**THE PROBLEM:** Give back exactly the first lines of the entries below, through the line with "cluster, it would be much appreciated.".

========

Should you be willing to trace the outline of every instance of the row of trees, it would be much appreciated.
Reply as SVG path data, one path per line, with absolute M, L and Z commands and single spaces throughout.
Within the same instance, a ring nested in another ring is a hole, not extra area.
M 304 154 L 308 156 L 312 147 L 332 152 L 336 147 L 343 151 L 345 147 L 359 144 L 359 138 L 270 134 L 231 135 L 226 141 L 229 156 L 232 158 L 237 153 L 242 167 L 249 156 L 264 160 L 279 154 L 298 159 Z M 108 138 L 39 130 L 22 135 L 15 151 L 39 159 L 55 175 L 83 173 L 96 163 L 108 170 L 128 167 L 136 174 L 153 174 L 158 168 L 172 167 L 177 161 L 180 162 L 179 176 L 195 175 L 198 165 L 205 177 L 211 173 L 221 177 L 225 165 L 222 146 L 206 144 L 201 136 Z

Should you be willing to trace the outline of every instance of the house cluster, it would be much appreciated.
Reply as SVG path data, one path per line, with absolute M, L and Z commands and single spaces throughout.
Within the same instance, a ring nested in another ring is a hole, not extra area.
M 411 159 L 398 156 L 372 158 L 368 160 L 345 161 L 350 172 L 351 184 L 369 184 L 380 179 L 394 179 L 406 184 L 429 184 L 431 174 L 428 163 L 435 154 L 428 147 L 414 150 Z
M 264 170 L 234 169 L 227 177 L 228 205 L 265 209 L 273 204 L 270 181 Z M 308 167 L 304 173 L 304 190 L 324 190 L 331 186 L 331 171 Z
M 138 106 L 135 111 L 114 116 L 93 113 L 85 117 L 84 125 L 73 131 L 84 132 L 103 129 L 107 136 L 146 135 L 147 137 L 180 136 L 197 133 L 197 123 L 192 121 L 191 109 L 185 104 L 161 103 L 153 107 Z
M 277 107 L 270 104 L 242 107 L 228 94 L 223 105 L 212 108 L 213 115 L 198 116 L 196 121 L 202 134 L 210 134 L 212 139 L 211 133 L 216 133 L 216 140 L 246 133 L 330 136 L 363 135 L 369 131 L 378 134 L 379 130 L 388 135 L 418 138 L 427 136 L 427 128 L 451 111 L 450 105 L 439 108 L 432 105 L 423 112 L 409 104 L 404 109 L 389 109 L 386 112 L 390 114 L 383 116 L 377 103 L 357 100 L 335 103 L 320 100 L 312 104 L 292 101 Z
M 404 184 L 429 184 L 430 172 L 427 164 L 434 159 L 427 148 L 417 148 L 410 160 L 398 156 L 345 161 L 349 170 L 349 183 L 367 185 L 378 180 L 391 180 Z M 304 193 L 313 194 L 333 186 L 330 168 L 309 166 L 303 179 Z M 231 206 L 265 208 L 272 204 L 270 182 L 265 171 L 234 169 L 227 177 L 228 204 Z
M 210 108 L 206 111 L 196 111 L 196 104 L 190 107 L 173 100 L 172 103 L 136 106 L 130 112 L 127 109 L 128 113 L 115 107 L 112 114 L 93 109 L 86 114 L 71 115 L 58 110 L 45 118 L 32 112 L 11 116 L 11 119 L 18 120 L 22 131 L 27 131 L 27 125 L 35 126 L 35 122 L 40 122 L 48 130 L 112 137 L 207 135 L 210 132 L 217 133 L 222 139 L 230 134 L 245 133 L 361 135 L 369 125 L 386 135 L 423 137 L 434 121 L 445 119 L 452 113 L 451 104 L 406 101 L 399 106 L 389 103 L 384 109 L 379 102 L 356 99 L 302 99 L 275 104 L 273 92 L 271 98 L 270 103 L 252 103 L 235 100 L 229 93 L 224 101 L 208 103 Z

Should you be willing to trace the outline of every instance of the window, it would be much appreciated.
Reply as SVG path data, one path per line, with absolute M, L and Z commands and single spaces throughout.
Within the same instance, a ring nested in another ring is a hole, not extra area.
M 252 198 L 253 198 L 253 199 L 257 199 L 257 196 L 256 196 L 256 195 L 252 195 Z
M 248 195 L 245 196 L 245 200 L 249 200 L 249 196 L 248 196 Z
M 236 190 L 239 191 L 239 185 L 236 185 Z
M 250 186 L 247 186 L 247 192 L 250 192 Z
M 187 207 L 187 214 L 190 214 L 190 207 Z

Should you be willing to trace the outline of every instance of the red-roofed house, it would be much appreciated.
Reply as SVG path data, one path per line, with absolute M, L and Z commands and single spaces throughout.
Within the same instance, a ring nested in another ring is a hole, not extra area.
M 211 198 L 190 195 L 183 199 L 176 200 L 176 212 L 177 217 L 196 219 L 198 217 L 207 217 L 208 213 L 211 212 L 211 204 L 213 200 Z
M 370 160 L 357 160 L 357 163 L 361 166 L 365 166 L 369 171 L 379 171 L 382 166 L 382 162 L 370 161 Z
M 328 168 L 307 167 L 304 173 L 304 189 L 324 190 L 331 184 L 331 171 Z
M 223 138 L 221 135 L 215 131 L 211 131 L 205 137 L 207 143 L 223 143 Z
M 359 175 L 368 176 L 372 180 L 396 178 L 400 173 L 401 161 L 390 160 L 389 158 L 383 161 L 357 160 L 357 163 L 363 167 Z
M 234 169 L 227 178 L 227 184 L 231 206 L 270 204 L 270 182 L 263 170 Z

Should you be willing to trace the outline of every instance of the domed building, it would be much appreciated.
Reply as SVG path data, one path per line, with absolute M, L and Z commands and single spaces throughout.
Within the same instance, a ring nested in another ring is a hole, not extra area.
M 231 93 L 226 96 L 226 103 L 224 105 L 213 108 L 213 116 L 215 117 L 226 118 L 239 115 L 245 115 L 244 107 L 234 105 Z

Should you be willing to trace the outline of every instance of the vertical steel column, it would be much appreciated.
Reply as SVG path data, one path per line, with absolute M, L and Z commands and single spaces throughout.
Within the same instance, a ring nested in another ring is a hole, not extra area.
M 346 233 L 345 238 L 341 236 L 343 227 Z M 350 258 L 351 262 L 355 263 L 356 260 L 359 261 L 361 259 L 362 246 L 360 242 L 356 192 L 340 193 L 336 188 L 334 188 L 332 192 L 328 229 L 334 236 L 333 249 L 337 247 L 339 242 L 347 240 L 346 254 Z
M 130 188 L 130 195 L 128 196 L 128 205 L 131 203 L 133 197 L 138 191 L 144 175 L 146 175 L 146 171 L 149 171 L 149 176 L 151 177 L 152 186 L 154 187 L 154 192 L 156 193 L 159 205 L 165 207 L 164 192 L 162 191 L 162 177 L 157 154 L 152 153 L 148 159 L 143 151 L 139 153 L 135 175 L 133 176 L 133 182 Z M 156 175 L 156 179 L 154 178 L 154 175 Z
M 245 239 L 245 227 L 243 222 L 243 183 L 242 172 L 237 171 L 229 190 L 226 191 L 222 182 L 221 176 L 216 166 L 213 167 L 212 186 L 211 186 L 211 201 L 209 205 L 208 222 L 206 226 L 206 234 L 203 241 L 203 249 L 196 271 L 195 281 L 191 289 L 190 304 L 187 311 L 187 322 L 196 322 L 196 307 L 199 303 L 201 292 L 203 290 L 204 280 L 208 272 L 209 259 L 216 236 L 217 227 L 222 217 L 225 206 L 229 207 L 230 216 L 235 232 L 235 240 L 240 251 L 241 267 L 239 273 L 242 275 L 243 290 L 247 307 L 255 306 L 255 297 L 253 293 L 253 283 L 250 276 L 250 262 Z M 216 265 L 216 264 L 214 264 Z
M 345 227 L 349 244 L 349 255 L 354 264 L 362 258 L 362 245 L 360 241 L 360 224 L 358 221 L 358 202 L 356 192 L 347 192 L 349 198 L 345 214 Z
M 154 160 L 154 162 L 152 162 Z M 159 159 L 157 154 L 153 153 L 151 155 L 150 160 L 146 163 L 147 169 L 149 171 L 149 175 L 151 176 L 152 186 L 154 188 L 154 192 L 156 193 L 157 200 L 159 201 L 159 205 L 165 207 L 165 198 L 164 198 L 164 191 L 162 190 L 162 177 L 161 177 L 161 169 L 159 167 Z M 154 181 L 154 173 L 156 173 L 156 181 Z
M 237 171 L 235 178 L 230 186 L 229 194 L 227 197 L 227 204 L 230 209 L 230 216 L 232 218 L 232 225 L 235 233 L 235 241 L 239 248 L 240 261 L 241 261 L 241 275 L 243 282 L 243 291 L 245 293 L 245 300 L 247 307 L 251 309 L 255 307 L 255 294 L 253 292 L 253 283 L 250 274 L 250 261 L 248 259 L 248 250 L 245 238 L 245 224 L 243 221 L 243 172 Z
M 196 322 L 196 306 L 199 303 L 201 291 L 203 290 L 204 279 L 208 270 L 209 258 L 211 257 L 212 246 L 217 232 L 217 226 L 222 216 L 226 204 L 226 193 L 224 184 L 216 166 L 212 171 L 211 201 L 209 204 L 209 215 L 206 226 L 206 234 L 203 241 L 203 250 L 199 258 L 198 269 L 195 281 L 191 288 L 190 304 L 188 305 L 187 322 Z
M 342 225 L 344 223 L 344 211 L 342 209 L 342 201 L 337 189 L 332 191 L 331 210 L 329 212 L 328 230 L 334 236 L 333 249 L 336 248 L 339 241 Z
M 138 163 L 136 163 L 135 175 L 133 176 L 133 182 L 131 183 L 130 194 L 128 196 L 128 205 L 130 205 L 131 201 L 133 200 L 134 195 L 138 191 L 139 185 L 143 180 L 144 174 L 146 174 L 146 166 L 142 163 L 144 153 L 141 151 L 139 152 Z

========

**TASK RESPONSE:**
Should you be willing to trace the outline of every instance of the row of trees, it would be much appreciated.
Reply as SVG path data, one path per line, with absolute M, L and Z commands and single spaces throughout.
Within the same instance, a ring nested in another ring is a hole, not extra area.
M 304 154 L 308 156 L 312 147 L 332 152 L 336 147 L 343 151 L 345 147 L 359 144 L 359 138 L 270 134 L 231 135 L 226 141 L 229 156 L 232 158 L 237 153 L 242 167 L 249 156 L 264 160 L 279 154 L 298 159 Z M 108 138 L 39 130 L 22 135 L 15 151 L 39 159 L 55 175 L 83 173 L 96 163 L 108 170 L 128 167 L 136 174 L 153 174 L 158 168 L 172 167 L 177 161 L 180 162 L 179 176 L 195 175 L 198 165 L 205 177 L 211 173 L 221 177 L 225 165 L 222 146 L 206 144 L 201 136 Z

Should you be willing to trace the outline of every instance of the house cluster, it would be much appreciated.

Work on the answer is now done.